Problem to solve:
Transcribe verbatim the span of lines that opens with the line containing "156L157 154L154 163L158" and closes with the last line of the data below.
=== Dataset records ===
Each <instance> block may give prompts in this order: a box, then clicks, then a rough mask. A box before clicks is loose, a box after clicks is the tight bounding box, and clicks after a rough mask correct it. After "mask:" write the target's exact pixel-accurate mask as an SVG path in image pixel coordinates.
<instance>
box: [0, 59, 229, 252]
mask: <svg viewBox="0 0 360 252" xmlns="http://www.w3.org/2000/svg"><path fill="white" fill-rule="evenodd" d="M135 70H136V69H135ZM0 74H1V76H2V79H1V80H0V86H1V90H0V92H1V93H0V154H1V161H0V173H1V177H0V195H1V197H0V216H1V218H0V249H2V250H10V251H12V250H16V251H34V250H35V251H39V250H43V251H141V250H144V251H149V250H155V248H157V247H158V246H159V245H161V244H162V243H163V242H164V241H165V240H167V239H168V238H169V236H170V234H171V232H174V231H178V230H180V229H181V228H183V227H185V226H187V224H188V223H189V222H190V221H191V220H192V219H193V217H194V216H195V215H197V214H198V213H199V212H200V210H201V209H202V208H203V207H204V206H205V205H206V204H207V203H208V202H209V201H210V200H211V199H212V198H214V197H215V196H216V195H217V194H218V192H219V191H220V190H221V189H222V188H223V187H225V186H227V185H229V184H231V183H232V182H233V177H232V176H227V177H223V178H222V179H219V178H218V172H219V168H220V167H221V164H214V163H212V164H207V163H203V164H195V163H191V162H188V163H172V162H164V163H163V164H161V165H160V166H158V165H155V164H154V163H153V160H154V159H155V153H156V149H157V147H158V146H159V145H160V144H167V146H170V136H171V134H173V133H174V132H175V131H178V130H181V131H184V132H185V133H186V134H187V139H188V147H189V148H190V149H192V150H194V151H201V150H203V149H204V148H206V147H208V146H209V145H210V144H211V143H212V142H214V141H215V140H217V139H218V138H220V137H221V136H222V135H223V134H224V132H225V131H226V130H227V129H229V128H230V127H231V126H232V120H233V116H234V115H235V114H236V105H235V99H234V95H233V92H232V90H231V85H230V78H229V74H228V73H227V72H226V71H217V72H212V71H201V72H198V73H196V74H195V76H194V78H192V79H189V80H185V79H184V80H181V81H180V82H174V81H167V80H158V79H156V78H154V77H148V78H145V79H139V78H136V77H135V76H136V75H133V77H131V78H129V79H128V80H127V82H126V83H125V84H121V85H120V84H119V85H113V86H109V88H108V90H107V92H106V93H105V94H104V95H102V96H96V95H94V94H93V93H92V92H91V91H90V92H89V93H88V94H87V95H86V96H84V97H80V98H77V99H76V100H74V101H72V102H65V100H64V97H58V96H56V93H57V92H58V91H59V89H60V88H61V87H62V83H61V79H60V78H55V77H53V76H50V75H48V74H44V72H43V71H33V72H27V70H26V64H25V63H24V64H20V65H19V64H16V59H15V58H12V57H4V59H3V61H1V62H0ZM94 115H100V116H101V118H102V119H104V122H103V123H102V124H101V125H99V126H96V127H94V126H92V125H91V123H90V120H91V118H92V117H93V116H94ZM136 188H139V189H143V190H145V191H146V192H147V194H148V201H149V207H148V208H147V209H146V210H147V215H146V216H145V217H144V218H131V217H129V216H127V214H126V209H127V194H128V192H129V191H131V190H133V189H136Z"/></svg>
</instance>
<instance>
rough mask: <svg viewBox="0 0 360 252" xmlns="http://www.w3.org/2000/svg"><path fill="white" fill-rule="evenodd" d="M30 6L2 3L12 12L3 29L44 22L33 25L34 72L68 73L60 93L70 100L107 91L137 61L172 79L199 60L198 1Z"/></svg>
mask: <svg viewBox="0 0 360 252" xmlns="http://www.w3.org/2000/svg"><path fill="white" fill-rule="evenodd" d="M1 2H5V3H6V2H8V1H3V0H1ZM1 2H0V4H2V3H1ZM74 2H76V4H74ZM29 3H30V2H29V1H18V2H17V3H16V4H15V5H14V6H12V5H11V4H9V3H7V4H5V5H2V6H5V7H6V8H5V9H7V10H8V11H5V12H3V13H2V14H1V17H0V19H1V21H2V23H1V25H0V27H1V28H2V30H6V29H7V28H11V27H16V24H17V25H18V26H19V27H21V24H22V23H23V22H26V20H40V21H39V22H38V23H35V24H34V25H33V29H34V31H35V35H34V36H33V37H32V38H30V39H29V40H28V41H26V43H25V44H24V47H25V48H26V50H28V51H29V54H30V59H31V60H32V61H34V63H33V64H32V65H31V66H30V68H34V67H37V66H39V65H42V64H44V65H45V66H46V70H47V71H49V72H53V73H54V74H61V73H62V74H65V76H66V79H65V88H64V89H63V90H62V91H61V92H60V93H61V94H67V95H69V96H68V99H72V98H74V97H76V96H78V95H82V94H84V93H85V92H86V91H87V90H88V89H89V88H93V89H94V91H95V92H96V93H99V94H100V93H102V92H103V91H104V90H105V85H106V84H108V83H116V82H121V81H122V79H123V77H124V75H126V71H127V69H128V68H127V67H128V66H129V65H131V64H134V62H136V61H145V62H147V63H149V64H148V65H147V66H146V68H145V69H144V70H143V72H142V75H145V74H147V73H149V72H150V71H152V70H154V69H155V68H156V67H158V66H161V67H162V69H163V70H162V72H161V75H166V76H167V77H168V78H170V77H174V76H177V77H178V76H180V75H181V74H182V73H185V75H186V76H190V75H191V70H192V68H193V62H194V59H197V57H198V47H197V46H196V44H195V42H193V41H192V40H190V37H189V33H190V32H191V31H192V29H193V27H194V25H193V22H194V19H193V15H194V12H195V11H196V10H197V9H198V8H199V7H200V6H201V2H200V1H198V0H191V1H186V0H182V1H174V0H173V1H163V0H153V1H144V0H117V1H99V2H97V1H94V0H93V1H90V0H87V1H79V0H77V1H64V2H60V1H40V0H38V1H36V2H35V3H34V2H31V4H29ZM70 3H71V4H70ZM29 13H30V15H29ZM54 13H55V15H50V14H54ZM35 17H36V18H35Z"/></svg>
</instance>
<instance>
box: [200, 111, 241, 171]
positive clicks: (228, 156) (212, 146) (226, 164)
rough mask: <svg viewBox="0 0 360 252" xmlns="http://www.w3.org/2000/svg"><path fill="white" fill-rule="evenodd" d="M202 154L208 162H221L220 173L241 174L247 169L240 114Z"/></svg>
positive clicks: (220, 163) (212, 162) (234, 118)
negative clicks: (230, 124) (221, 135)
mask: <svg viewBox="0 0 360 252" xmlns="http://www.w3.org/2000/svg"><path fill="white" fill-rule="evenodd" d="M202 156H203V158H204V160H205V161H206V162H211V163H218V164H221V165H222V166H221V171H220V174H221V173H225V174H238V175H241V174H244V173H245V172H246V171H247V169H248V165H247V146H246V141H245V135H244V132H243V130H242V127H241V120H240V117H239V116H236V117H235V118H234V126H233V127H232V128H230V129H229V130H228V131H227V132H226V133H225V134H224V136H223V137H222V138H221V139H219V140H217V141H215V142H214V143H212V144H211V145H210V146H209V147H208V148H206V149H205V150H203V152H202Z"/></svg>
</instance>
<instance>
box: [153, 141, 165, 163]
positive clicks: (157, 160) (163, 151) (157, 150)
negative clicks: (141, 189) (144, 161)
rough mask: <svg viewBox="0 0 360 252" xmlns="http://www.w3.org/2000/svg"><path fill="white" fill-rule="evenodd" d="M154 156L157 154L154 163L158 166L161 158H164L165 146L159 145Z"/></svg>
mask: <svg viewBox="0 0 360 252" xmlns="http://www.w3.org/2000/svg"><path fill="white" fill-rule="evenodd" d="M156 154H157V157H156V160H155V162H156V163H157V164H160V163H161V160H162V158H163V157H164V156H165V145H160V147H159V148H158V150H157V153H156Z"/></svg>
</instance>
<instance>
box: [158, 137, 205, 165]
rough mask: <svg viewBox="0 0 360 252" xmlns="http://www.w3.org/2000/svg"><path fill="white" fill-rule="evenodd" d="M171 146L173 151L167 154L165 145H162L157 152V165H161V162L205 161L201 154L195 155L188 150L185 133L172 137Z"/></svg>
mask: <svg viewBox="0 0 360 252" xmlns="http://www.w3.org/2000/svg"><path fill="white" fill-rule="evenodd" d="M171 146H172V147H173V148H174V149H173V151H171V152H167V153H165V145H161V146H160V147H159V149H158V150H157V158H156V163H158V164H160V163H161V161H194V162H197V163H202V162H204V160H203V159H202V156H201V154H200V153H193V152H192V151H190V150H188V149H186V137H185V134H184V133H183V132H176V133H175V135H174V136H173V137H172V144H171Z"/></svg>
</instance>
===
Response to the exercise:
rough mask: <svg viewBox="0 0 360 252" xmlns="http://www.w3.org/2000/svg"><path fill="white" fill-rule="evenodd" d="M154 156L157 154L154 163L158 166L161 158H164L165 146L159 145Z"/></svg>
mask: <svg viewBox="0 0 360 252" xmlns="http://www.w3.org/2000/svg"><path fill="white" fill-rule="evenodd" d="M156 154H157V157H156V160H155V162H156V163H157V164H160V163H161V160H162V158H163V157H164V156H165V145H160V147H159V148H158V150H157V153H156Z"/></svg>
</instance>
<instance>
box: [158, 137, 205, 165]
rough mask: <svg viewBox="0 0 360 252" xmlns="http://www.w3.org/2000/svg"><path fill="white" fill-rule="evenodd" d="M171 146L173 151L167 154L165 145H162L157 152V165H161V162L205 161L201 154L195 155L188 150L185 133L172 137Z"/></svg>
mask: <svg viewBox="0 0 360 252" xmlns="http://www.w3.org/2000/svg"><path fill="white" fill-rule="evenodd" d="M171 146H172V147H173V148H174V149H173V151H171V152H167V153H165V145H161V146H160V147H159V149H158V150H157V158H156V163H158V164H160V163H161V161H194V162H197V163H202V162H204V160H203V159H202V156H201V154H200V153H193V152H192V151H190V150H188V149H186V137H185V134H184V133H183V132H176V133H175V135H174V136H173V137H172V144H171Z"/></svg>
</instance>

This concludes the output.